WORK INSTRUCTIONS: Extract from the items below every line that contains the word "fuzzy", and copy each such line in full.

EXTRACTED RECORDS:
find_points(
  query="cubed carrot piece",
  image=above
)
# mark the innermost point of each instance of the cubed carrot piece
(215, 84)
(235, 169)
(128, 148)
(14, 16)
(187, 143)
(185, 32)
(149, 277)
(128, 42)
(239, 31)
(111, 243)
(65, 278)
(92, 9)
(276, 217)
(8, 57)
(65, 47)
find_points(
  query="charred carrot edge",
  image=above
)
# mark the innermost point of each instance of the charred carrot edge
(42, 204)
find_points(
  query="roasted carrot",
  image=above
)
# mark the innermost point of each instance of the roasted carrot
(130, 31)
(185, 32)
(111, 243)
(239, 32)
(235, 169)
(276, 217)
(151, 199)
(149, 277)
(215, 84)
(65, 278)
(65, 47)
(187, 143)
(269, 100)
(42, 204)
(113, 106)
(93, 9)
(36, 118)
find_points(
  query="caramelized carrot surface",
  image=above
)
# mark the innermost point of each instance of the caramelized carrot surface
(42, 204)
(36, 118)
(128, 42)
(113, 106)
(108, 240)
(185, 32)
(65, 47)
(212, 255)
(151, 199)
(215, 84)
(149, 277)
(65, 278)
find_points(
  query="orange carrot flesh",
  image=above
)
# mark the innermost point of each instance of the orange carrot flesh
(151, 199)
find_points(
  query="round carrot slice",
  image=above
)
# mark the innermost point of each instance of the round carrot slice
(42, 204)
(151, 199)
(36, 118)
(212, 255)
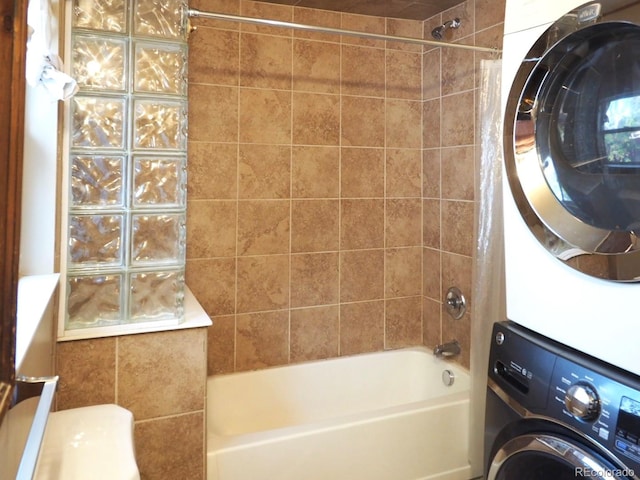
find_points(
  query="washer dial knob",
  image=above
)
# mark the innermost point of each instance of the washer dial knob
(582, 401)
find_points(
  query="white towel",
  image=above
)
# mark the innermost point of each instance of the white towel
(44, 68)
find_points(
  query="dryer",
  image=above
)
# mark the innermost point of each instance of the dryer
(571, 97)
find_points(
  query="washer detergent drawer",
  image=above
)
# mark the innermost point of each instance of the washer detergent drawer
(520, 368)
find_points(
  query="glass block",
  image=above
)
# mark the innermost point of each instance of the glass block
(107, 15)
(156, 296)
(159, 182)
(158, 239)
(99, 63)
(160, 68)
(160, 125)
(98, 122)
(97, 181)
(95, 240)
(94, 300)
(159, 18)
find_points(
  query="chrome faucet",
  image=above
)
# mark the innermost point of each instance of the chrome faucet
(447, 350)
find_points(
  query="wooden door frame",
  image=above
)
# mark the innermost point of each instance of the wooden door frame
(13, 45)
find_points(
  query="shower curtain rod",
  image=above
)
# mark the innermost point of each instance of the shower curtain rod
(192, 12)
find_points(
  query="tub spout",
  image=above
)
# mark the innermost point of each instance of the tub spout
(447, 350)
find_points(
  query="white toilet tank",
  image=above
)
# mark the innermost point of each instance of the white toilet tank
(93, 442)
(90, 442)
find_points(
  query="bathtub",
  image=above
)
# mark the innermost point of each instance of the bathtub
(376, 416)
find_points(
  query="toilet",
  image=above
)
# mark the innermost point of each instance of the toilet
(95, 442)
(89, 442)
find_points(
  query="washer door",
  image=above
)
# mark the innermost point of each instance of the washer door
(572, 142)
(542, 456)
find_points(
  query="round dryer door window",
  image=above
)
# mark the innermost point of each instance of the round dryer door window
(572, 144)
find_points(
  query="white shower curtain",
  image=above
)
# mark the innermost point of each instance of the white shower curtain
(488, 269)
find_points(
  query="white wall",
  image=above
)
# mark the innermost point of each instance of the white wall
(39, 196)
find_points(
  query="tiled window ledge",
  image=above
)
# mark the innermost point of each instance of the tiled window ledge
(194, 317)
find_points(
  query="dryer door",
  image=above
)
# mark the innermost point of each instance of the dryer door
(536, 456)
(572, 141)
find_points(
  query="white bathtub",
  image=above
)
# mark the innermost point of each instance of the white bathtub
(378, 416)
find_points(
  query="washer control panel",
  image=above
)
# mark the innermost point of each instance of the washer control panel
(551, 380)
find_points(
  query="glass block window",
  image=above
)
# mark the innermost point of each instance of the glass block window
(127, 151)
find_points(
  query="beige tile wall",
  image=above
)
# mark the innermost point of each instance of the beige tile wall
(304, 201)
(451, 147)
(160, 378)
(331, 178)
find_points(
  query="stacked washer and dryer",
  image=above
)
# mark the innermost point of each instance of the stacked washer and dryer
(563, 396)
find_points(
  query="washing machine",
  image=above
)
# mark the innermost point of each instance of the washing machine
(571, 100)
(555, 413)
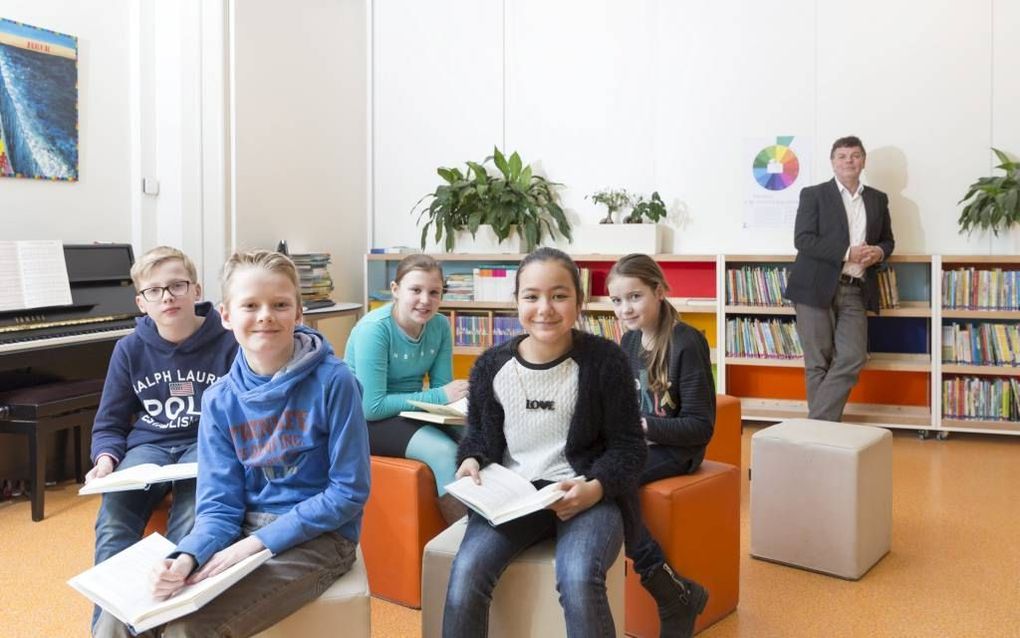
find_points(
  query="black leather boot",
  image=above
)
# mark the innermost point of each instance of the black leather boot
(679, 601)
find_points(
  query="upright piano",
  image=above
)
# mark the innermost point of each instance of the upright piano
(67, 343)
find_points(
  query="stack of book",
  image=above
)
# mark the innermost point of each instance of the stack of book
(762, 338)
(981, 344)
(888, 293)
(981, 397)
(316, 285)
(459, 287)
(981, 290)
(494, 284)
(757, 285)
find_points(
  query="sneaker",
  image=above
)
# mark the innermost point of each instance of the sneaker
(679, 601)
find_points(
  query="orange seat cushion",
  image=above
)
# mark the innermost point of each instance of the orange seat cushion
(697, 521)
(725, 444)
(401, 516)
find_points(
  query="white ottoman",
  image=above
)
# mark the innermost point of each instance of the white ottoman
(344, 609)
(821, 495)
(524, 601)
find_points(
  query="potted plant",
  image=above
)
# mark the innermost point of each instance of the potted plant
(992, 203)
(613, 200)
(633, 235)
(512, 203)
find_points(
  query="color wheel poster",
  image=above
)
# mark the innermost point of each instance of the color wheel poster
(38, 103)
(775, 169)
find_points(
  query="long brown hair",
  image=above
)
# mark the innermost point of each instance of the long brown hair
(643, 267)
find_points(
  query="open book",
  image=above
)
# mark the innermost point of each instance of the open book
(139, 478)
(120, 584)
(450, 413)
(503, 495)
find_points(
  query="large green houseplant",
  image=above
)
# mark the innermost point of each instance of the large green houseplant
(512, 199)
(992, 203)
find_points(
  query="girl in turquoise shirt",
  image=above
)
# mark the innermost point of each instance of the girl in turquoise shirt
(391, 350)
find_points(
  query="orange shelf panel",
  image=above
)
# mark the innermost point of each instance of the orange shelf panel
(874, 386)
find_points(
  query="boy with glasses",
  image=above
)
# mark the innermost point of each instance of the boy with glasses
(150, 408)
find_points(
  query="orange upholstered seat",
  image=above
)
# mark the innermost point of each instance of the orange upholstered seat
(725, 444)
(697, 521)
(401, 516)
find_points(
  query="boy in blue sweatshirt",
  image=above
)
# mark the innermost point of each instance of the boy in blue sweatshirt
(283, 463)
(149, 412)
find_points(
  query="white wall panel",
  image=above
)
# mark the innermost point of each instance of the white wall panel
(438, 101)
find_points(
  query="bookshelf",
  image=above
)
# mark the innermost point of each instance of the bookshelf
(901, 386)
(895, 387)
(979, 344)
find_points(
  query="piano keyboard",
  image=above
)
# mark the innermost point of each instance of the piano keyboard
(51, 338)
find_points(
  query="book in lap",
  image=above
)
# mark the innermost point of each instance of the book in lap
(504, 495)
(120, 584)
(139, 478)
(451, 413)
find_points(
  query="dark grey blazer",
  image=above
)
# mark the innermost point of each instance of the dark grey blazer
(821, 236)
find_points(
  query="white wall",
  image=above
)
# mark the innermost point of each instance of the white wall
(97, 207)
(660, 95)
(300, 131)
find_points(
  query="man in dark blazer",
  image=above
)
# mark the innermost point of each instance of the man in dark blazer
(843, 232)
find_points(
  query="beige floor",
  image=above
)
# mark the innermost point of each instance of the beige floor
(954, 569)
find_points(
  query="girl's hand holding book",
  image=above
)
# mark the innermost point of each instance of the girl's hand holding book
(469, 469)
(225, 558)
(579, 496)
(170, 575)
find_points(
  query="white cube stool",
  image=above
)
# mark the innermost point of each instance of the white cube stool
(821, 495)
(344, 608)
(524, 601)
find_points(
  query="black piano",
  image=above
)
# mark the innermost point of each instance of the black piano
(69, 343)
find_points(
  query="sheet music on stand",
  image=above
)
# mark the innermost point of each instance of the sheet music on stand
(33, 275)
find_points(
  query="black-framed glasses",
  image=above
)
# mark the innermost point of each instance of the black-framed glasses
(175, 289)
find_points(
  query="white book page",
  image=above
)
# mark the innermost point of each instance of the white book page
(44, 274)
(11, 297)
(500, 489)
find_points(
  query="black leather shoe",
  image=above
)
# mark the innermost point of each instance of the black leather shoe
(679, 601)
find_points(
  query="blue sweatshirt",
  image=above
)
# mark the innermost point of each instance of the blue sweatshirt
(294, 444)
(154, 388)
(392, 366)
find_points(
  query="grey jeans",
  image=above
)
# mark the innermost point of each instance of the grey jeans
(835, 348)
(270, 593)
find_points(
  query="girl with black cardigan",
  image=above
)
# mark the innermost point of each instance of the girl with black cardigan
(672, 370)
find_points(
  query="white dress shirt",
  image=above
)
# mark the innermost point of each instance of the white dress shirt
(857, 219)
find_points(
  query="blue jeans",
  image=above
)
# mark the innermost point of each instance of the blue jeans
(663, 461)
(122, 516)
(587, 545)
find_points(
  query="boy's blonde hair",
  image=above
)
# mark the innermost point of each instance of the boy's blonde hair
(267, 260)
(157, 256)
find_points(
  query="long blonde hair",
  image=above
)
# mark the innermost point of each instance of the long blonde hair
(645, 268)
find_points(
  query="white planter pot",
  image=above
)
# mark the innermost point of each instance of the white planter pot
(483, 241)
(620, 239)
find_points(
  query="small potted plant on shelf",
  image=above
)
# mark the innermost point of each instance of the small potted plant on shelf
(992, 203)
(633, 235)
(613, 200)
(511, 210)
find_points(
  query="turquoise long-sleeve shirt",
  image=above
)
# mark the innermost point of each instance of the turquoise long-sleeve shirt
(392, 366)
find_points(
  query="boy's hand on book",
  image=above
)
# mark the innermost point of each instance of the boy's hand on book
(170, 575)
(455, 390)
(579, 496)
(469, 469)
(227, 557)
(104, 465)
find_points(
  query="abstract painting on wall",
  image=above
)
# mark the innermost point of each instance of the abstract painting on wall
(38, 103)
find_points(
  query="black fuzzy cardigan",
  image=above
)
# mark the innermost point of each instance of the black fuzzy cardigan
(605, 440)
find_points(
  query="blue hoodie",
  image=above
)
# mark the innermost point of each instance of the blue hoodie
(294, 444)
(154, 387)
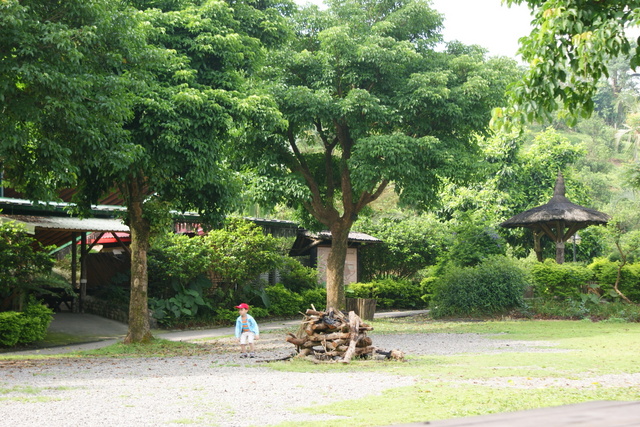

RESPONSE BELOW:
  query="black fuzzy cardigan",
# mark the innermost point of each instance of the black fuzzy cardigan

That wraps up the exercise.